▶ Input material
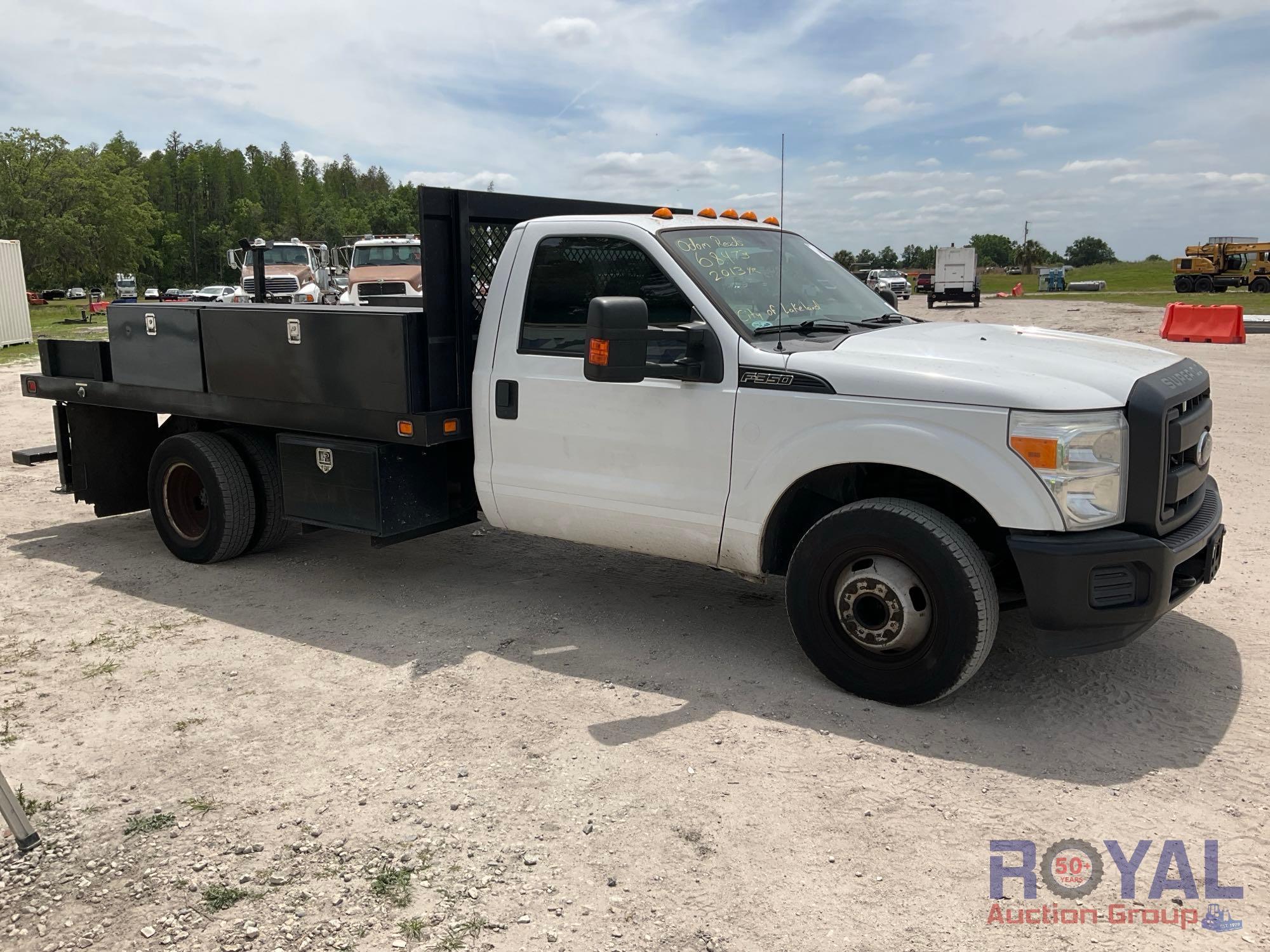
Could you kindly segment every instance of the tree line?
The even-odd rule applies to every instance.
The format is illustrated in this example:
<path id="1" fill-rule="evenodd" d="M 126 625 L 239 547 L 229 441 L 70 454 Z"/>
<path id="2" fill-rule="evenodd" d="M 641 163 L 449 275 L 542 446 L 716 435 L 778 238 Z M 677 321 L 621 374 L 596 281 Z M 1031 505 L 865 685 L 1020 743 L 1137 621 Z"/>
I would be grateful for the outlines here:
<path id="1" fill-rule="evenodd" d="M 1105 264 L 1116 260 L 1115 251 L 1102 239 L 1086 235 L 1067 246 L 1067 251 L 1059 254 L 1050 251 L 1035 239 L 1029 239 L 1026 244 L 1015 241 L 1006 235 L 972 235 L 969 245 L 975 250 L 975 258 L 983 267 L 1008 268 L 1019 265 L 1024 270 L 1030 270 L 1041 264 L 1071 264 L 1076 268 L 1085 268 L 1091 264 Z M 847 251 L 834 251 L 833 260 L 843 268 L 907 268 L 930 269 L 935 267 L 935 245 L 904 245 L 904 250 L 897 253 L 890 245 L 880 251 L 871 251 L 867 248 L 859 254 Z M 1160 255 L 1152 255 L 1158 259 Z"/>
<path id="2" fill-rule="evenodd" d="M 104 146 L 71 147 L 61 136 L 11 128 L 0 135 L 0 237 L 22 241 L 29 287 L 107 284 L 116 272 L 142 284 L 189 287 L 232 277 L 225 249 L 239 239 L 301 237 L 340 244 L 345 235 L 418 228 L 415 189 L 347 155 L 319 165 L 277 152 L 187 142 L 179 132 L 142 152 L 117 133 Z M 973 235 L 983 265 L 1115 260 L 1101 239 L 1077 239 L 1059 255 L 1035 240 Z M 841 250 L 846 268 L 933 268 L 933 245 Z"/>
<path id="3" fill-rule="evenodd" d="M 418 231 L 413 185 L 347 155 L 319 166 L 277 152 L 168 136 L 145 154 L 122 132 L 104 146 L 11 128 L 0 135 L 0 237 L 22 241 L 32 288 L 107 284 L 198 287 L 229 279 L 239 239 Z"/>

▶ Your goal
Write out every line of the records above as a numbered list, leaving out blank lines and the pictures.

▶ Solution to the exercise
1. Could you kindly segment every instance of the tree line?
2. The even-odd rule applies to every instance.
3. The format is illustrated in this example:
4. <path id="1" fill-rule="evenodd" d="M 126 625 L 239 547 L 229 441 L 70 454 Z"/>
5. <path id="2" fill-rule="evenodd" d="M 641 163 L 449 275 L 542 446 L 716 435 L 778 238 Z M 677 321 L 621 374 L 596 281 Z M 1031 505 L 865 685 L 1020 743 L 1137 621 Z"/>
6. I would be grateful for the outlines here:
7. <path id="1" fill-rule="evenodd" d="M 1105 264 L 1116 260 L 1115 251 L 1102 239 L 1086 235 L 1067 246 L 1067 251 L 1059 254 L 1050 251 L 1035 239 L 1029 239 L 1026 244 L 1015 241 L 1006 235 L 972 235 L 969 245 L 975 250 L 975 258 L 983 267 L 1008 268 L 1019 265 L 1024 270 L 1030 270 L 1041 264 L 1071 264 L 1076 268 L 1085 268 L 1091 264 Z M 847 251 L 834 251 L 833 260 L 843 268 L 907 268 L 930 269 L 935 267 L 935 245 L 904 245 L 904 250 L 897 253 L 890 245 L 880 251 L 871 251 L 867 248 L 859 254 Z M 1160 255 L 1152 255 L 1158 259 Z"/>
8. <path id="2" fill-rule="evenodd" d="M 104 146 L 71 147 L 61 136 L 11 128 L 0 135 L 0 237 L 22 241 L 29 287 L 107 284 L 116 272 L 142 284 L 189 287 L 232 277 L 225 249 L 239 239 L 301 237 L 340 244 L 345 235 L 418 228 L 415 189 L 347 155 L 319 165 L 277 152 L 187 142 L 179 132 L 142 152 L 117 133 Z M 973 235 L 983 265 L 1115 260 L 1101 239 L 1077 239 L 1059 255 L 1035 240 Z M 841 250 L 846 268 L 933 268 L 933 245 Z"/>
9. <path id="3" fill-rule="evenodd" d="M 418 231 L 413 185 L 347 155 L 319 166 L 277 152 L 168 136 L 145 154 L 122 132 L 104 146 L 11 128 L 0 135 L 0 237 L 22 241 L 32 288 L 107 284 L 198 287 L 229 279 L 239 239 Z"/>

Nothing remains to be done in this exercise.